[Referring expression data]
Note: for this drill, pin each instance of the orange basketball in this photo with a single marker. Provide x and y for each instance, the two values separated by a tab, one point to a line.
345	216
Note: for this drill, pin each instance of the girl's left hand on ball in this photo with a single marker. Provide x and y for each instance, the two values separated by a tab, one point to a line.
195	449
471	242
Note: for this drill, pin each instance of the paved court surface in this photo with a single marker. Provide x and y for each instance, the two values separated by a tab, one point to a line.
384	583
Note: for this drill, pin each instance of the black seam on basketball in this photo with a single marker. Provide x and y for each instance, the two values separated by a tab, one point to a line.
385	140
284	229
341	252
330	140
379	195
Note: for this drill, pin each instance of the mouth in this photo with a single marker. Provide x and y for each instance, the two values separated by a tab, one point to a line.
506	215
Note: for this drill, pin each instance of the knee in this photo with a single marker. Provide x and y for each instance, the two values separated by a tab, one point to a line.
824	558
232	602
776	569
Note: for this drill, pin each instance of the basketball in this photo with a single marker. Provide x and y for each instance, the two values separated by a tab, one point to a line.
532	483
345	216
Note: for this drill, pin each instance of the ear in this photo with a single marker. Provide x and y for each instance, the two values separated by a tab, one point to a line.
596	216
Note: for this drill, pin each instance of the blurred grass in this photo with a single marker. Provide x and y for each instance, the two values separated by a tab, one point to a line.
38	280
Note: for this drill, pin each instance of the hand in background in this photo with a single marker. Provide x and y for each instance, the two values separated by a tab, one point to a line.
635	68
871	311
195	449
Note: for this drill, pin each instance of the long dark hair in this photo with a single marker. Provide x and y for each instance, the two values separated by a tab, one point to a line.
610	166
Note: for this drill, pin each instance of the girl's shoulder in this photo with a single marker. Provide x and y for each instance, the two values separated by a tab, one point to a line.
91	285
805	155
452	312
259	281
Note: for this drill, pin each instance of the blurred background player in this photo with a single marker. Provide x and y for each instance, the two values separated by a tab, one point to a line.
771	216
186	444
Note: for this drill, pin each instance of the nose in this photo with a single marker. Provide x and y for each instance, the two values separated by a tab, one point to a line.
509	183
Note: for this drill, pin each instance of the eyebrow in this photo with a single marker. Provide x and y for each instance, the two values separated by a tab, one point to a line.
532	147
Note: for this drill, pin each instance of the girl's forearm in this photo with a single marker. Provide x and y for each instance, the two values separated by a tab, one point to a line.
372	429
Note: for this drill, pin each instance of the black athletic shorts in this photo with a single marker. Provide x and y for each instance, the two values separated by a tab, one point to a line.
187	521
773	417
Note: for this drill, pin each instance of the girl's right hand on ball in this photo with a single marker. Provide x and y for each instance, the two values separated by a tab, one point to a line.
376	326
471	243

_What you have to do_:
Top to bottom, the records above must be output exactly.

_Final answer_:
Note: for this drill, pin each instance of the orange basketball in this photo with a single marker. Provide x and y for each instance, the two values separated by a tab, one point to a line.
345	216
Note: for this drill, pin each instance of the girl's left hand on ball in this photo with a single marker. Provide x and y for each instance, the two values separated by a tab, one point to a line.
195	449
471	242
Note: for this drill, pin each instance of the paved court surface in this photo with a single marker. Provide x and y for each instance, the two values separated by a tab, one point to a line.
384	583
Note: for this drill, pin each instance of the black seam on basketball in this photo with a single marker. Provide x and y for each instance, the two values separated by a tab, one point to a line.
385	140
284	229
341	252
330	140
379	195
Note: for this drill, pin each instance of the mouth in this photo with a single marker. Provide x and y for each instance, the two values separated by a tab, one point to a line.
506	215
Note: for this drill, pin each instance of the knee in this photo with a single marker. Provide x and y for each instance, the two values separated by a tab, one point to a line.
824	558
232	602
776	569
Note: for this drill, pin each instance of the basketball in this photo with a single marker. Provide x and y for each instance, the two values separated by a tab, one point to a line.
532	483
345	216
Note: for this drill, pin each instance of the ear in this photo with a single marker. Provide x and y for each instance, the two values separated by a tab, one point to a line.
596	216
Note: for this drill, pin each instance of the blurred grass in this photo with a single marker. Provide x and y for each instance, the two values separated by a tab, one point to a line.
38	280
Note: for this drill, pin each instance of the hand in background in this photo with a single marker. Provide x and y for each instance, the two values separated by a tab, one point to a line.
635	68
871	311
195	449
Note: for this drill, pin each instance of the long dark hair in this photo with a single marker. Provide x and y for each instance, the two values separated by a tab, one point to a line.
610	166
Note: for this drill, pin each instance of the girl's shoulder in this photo with a single marker. Provide x and y for each instance, the two values separated by a tab, one point to a line.
91	285
805	155
452	312
259	281
Note: for this drill, pin each instance of the blurred background player in this photo with a single marker. Provide x and y for each instance, the two values separated by a tab, one point to a line.
771	216
186	444
Note: for this drill, pin each instance of the nose in this photo with a single marker. Provide x and y for each instance, the two values separated by a tab, one point to a line.
509	183
Note: for this drill, pin each instance of the eyebrow in this photo with a single marker. Provide x and y for each instance, the two values separated by a tab, one point to a line.
532	147
Note: for this drill, pin each instance of the girl's forearm in this photo with a single marker. Provide x and y for each instance, the two values separated by a tab, one point to a line.
372	429
Note: for this drill, pin each instance of the black athletic shorts in this photo with a single marker. Provide x and y for each instance, the two values separated by a tab, one point to a line.
187	521
773	417
Note: for this drill, pin each instance of the girl's right hand on ball in this photo with a single marker. Provide x and y for each instance, the two values separated by a tab, one point to a line.
376	326
471	243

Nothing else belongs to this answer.